**Tasks to carry out**.
1. Using the lease excerpt, answer each question briefly:
(a) What must TVG remove from the Leased Premises before the space is delivered to Sapient?
(b) Where are the restorations that TVG shall make described?
(c) Which sections of the Lease require the restorations?
2. Copy the following lines from the records word for word. Start at the line containing "Round 2, Question 4: The image above contains a car windshield." and end after the line containing "78;607;125;651".

**Selected excerpt**.
■ ■ ■ ■

Prior to the respective Delivery Dates, Sapient shall advise TVG what
personal property, if any, it would like to purchase from TVG. Any such personal
property shall be conveyed to Sapient by means of a Xxxx of Sale acceptable to
both TVG and Sapient, to be executed and delivered by TVG at the time that it
delivers the applicable portion of the Leased Premises to Sapient. TVG shall
remove all other movable personal property from the Leased Premises prior to the
date that such space is to be delivered to Sapient.
TVG shall make the restorations to the Leased Premises that are described
on Exhibit B attached hereto, which Landlord has represented to TVG are the only
restorations required by Sections 5.5 and 5.18 of the Lease with respect to the
removal of TVG's improvements in the Leased Premises.

■ ■ ■ ■

**Stored records**.

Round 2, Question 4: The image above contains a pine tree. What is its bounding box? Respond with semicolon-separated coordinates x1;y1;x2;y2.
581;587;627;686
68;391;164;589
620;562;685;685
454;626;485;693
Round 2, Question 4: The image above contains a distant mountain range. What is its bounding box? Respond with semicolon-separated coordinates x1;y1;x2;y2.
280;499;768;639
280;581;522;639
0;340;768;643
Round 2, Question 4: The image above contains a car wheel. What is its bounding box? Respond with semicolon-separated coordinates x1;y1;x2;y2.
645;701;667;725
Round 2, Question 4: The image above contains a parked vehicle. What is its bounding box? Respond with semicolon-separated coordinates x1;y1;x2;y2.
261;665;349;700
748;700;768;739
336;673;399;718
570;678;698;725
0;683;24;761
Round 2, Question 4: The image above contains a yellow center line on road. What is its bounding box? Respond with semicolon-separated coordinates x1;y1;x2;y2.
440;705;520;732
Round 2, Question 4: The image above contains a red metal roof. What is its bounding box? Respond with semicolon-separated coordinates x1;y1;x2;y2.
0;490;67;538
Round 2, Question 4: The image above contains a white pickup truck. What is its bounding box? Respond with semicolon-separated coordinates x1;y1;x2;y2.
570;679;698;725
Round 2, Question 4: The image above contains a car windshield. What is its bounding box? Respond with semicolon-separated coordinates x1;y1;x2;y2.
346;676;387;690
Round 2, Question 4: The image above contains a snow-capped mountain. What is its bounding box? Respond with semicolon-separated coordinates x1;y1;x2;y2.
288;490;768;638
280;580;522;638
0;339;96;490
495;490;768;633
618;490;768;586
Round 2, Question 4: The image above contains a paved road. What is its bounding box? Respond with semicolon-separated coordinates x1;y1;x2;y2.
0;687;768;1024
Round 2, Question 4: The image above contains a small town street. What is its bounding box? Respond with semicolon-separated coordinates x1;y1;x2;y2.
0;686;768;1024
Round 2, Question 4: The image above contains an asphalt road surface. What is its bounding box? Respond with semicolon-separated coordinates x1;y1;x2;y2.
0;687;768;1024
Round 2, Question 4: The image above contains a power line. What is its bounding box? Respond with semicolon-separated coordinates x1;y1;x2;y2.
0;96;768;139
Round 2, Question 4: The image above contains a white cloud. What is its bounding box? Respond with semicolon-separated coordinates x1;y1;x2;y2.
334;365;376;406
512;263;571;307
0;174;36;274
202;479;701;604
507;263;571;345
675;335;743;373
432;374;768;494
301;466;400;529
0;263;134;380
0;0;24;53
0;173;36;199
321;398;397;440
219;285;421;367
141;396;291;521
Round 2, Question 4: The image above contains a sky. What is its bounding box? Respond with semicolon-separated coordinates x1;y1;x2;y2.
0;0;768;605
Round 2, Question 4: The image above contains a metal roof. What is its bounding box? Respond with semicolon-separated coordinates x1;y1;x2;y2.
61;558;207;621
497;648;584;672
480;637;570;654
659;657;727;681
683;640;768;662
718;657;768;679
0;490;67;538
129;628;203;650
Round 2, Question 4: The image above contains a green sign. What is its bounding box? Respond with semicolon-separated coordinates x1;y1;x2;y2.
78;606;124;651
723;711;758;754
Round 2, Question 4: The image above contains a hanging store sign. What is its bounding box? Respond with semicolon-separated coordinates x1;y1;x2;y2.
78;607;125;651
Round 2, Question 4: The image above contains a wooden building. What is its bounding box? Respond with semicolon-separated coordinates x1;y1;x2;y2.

■ ■ ■ ■

**The answers**.
1.
(a) All other movable personal property.
(b) On Exhibit B, attached to the lease excerpt.
(c) Sections 5.5 and 5.18.

2.
Round 2, Question 4: The image above contains a car windshield. What is its bounding box? Respond with semicolon-separated coordinates x1;y1;x2;y2.
346;676;387;690
Round 2, Question 4: The image above contains a snow-capped mountain. What is its bounding box? Respond with semicolon-separated coordinates x1;y1;x2;y2.
288;490;768;638
280;580;522;638
0;339;96;490
495;490;768;633
618;490;768;586
Round 2, Question 4: The image above contains a paved road. What is its bounding box? Respond with semicolon-separated coordinates x1;y1;x2;y2.
0;687;768;1024
Round 2, Question 4: The image above contains a small town street. What is its bounding box? Respond with semicolon-separated coordinates x1;y1;x2;y2.
0;686;768;1024
Round 2, Question 4: The image above contains an asphalt road surface. What is its bounding box? Respond with semicolon-separated coordinates x1;y1;x2;y2.
0;687;768;1024
Round 2, Question 4: The image above contains a power line. What is its bounding box? Respond with semicolon-separated coordinates x1;y1;x2;y2.
0;96;768;139
Round 2, Question 4: The image above contains a white cloud. What is its bounding box? Respond with semicolon-separated coordinates x1;y1;x2;y2.
334;365;376;406
512;263;571;307
0;174;36;274
202;479;701;604
507;263;571;345
675;335;743;373
432;374;768;494
301;466;400;529
0;263;134;380
0;0;24;53
0;173;36;199
321;398;397;440
219;285;421;367
141;396;291;521
Round 2, Question 4: The image above contains a sky. What is its bounding box? Respond with semicolon-separated coordinates x1;y1;x2;y2.
0;0;768;605
Round 2, Question 4: The image above contains a metal roof. What is its bounding box? Respond with semicolon-separated coordinates x1;y1;x2;y2.
61;558;207;621
497;648;584;672
480;637;570;654
659;657;727;681
683;640;768;662
718;657;768;679
0;490;67;538
129;628;203;650
Round 2, Question 4: The image above contains a green sign. What is its bounding box? Respond with semicolon-separated coordinates x1;y1;x2;y2.
78;606;124;651
723;711;758;754
Round 2, Question 4: The image above contains a hanging store sign. What is its bounding box? Respond with semicolon-separated coordinates x1;y1;x2;y2.
78;607;125;651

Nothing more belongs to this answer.